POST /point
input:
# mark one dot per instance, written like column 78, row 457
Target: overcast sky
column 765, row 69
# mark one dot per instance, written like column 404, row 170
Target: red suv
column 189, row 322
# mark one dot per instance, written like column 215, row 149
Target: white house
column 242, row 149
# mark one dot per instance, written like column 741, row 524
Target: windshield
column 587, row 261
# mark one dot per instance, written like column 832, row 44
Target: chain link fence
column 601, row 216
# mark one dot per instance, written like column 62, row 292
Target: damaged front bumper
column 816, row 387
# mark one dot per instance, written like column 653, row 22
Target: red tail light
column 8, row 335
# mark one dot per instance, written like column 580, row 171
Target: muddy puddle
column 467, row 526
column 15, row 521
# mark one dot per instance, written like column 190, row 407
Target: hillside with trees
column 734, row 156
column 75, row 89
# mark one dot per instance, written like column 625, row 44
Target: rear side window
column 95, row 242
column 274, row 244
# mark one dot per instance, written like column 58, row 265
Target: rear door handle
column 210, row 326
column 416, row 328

◇ ◇ ◇

Prompt: Write out the full set of records exactly as given.

Task solution:
POST /point
input:
# mark one dot per instance, written like column 78, row 457
Target: overcast sky
column 765, row 69
# mark one dot per instance, written like column 404, row 170
Target: red suv
column 189, row 322
# mark one dot per instance, written like column 215, row 149
Target: white house
column 242, row 149
# mark one dot per instance, written like column 741, row 524
Target: windshield
column 587, row 261
# mark one dot per instance, written like column 832, row 44
Target: chain link fence
column 601, row 216
# mark one dot per instance, written like column 62, row 292
Target: damaged front bumper
column 816, row 387
# mark one dot per instance, written like column 653, row 22
Target: red tail light
column 8, row 335
# mark one dot per instance, written like column 580, row 171
Target: muddy puddle
column 467, row 526
column 15, row 521
# mark one dot per instance, written like column 190, row 407
Target: hillside with trees
column 734, row 156
column 75, row 89
# mark one dot per instance, written like column 625, row 44
Target: rear side window
column 95, row 242
column 274, row 244
# mark one dot per instance, written like column 58, row 265
Target: rear door handle
column 210, row 326
column 416, row 328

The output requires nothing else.